Material for this exercise:
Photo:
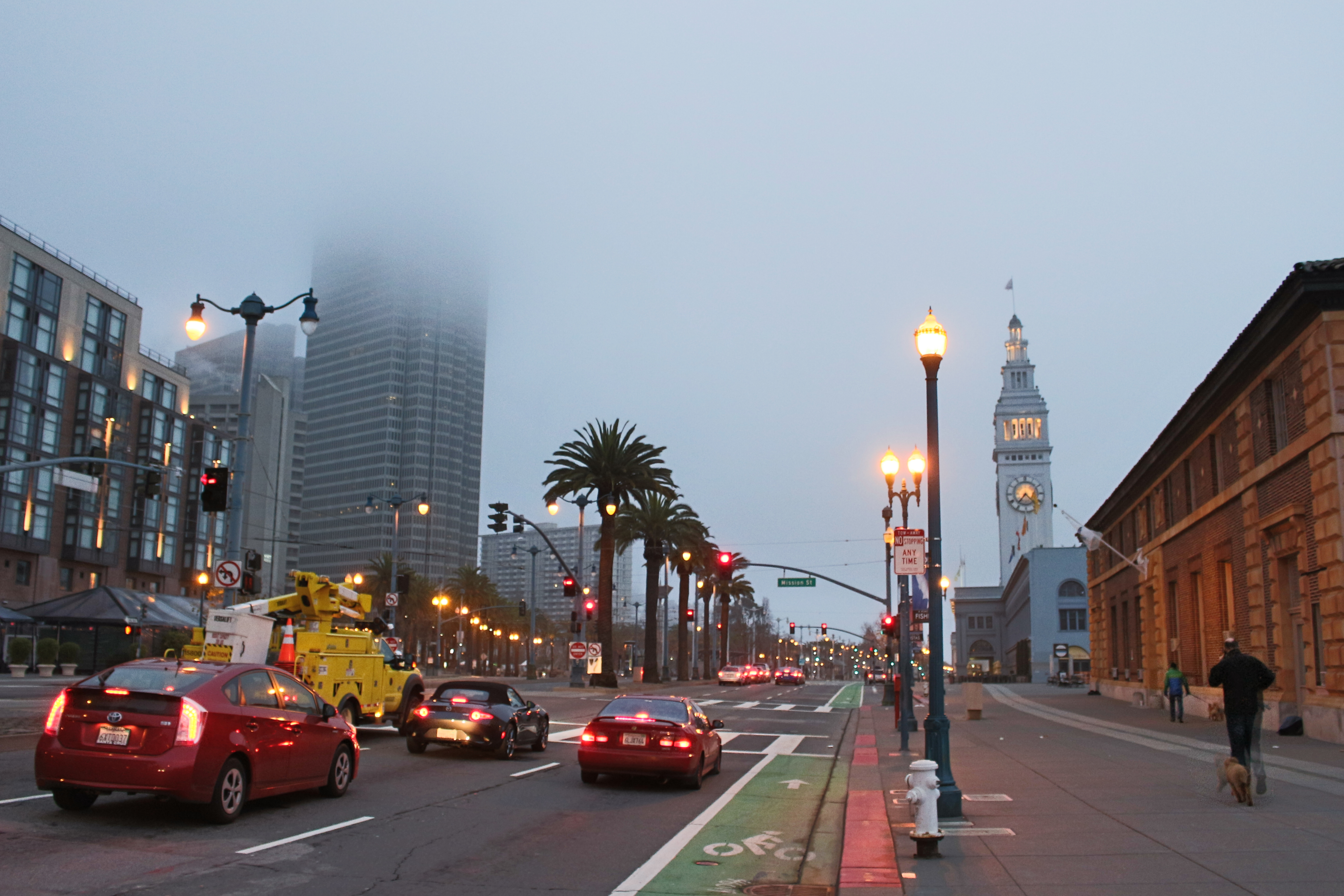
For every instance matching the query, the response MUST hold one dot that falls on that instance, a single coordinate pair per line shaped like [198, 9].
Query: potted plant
[21, 651]
[48, 649]
[69, 657]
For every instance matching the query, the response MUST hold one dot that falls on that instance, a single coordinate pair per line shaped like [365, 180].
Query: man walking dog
[1242, 679]
[1177, 688]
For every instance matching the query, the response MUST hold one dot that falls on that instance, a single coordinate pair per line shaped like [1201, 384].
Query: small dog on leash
[1236, 776]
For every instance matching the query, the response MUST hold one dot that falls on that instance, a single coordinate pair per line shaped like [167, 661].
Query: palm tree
[734, 587]
[613, 461]
[659, 523]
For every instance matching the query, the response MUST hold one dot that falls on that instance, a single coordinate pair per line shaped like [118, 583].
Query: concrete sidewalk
[1104, 801]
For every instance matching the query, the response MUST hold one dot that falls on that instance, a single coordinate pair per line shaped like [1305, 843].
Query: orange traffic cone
[287, 648]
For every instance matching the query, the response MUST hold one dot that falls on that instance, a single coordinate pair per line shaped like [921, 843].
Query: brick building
[1238, 514]
[74, 379]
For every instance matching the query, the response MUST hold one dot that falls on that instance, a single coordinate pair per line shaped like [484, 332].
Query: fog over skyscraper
[394, 389]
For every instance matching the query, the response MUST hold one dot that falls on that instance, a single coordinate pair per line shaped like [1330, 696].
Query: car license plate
[114, 737]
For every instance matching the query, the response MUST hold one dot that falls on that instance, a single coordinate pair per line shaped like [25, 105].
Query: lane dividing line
[21, 800]
[306, 836]
[529, 772]
[646, 874]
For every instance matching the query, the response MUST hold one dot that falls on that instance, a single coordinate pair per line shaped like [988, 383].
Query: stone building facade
[1234, 522]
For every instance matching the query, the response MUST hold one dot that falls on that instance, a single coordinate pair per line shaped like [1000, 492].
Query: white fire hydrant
[922, 797]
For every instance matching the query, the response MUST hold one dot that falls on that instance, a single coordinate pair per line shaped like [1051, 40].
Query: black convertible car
[484, 715]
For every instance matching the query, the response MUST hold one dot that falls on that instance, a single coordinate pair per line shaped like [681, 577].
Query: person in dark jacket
[1242, 679]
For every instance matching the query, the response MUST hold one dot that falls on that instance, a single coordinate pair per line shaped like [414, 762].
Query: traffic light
[214, 489]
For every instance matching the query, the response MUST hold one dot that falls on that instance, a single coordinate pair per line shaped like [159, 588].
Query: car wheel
[697, 777]
[506, 749]
[73, 800]
[230, 794]
[342, 773]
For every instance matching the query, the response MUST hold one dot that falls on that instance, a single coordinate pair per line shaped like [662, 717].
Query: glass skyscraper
[394, 390]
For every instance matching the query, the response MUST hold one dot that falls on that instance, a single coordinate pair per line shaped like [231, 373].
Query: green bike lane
[783, 823]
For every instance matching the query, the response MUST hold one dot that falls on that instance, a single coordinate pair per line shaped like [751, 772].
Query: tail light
[58, 709]
[191, 723]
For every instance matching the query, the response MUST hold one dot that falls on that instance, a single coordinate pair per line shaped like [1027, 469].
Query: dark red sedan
[652, 737]
[202, 733]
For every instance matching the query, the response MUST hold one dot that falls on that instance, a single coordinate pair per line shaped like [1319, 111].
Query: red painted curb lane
[870, 856]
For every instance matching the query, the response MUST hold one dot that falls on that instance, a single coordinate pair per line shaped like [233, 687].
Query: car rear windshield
[671, 711]
[175, 680]
[472, 695]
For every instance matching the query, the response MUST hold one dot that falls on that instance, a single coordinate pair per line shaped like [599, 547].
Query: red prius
[202, 733]
[654, 737]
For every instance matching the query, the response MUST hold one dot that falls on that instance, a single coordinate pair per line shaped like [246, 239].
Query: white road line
[648, 871]
[21, 800]
[529, 772]
[304, 836]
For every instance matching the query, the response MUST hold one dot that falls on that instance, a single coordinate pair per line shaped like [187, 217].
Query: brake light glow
[191, 723]
[58, 709]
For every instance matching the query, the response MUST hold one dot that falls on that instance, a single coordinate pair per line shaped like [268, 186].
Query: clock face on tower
[1025, 495]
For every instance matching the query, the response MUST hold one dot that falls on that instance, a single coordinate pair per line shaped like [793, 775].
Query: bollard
[922, 797]
[975, 696]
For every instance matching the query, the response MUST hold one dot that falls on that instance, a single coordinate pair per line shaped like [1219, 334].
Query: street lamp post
[252, 310]
[396, 503]
[932, 343]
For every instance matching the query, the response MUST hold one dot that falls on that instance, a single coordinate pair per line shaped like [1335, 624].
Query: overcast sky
[725, 221]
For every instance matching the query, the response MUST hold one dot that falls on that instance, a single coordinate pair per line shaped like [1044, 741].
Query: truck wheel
[506, 749]
[342, 773]
[230, 794]
[73, 800]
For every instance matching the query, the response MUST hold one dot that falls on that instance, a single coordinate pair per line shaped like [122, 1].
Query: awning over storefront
[119, 606]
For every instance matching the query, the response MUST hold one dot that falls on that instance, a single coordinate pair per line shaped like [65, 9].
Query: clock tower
[1025, 496]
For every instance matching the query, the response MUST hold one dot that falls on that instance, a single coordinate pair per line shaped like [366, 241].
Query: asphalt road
[444, 819]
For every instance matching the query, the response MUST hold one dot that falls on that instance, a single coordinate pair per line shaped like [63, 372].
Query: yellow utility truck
[337, 652]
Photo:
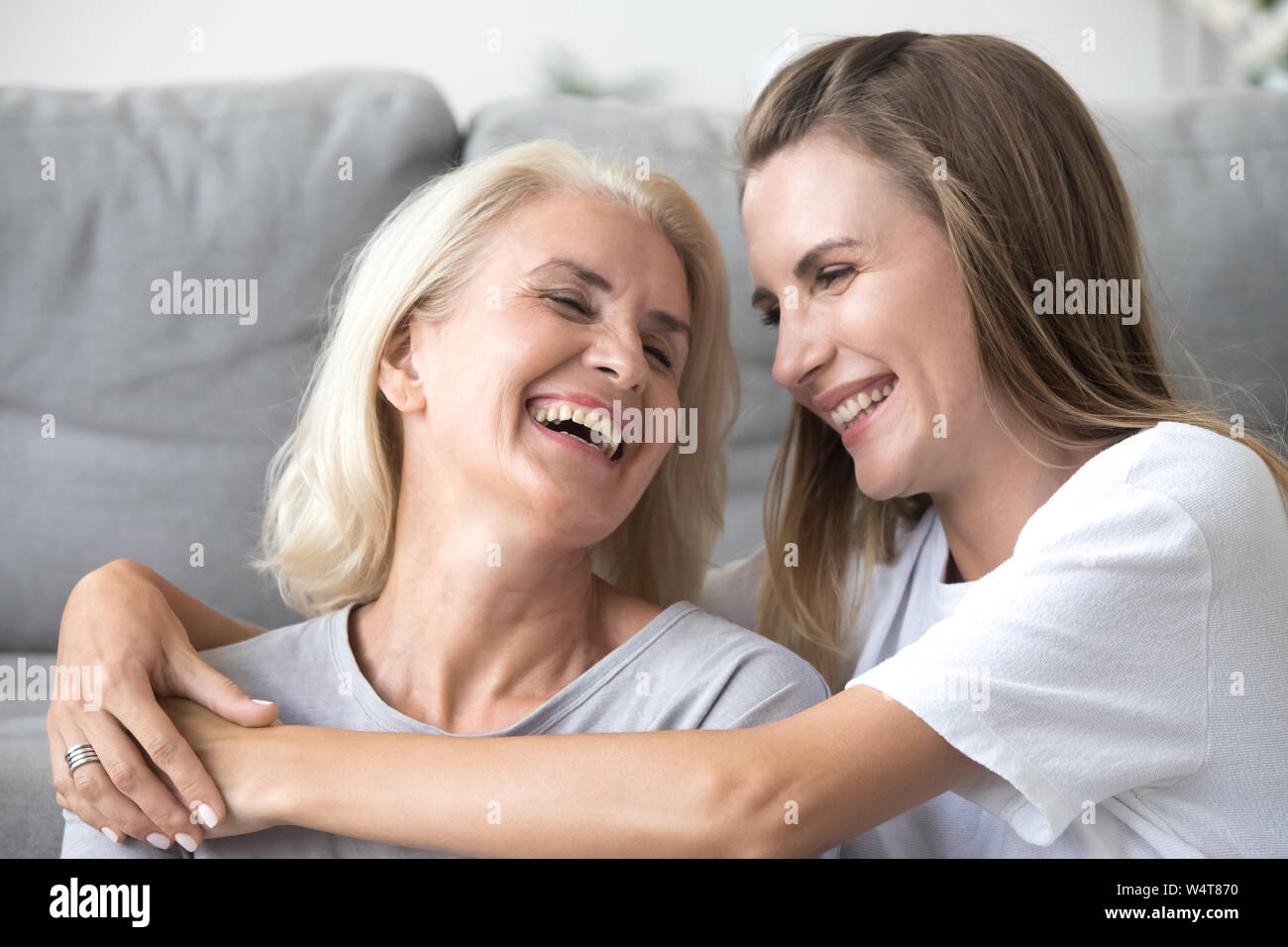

What needs to be done:
Gather each line of the rows above that contains the word "dark", and reproduce every such line in full.

Solution to this problem:
Query: person in dark jacket
Query: dark red sedan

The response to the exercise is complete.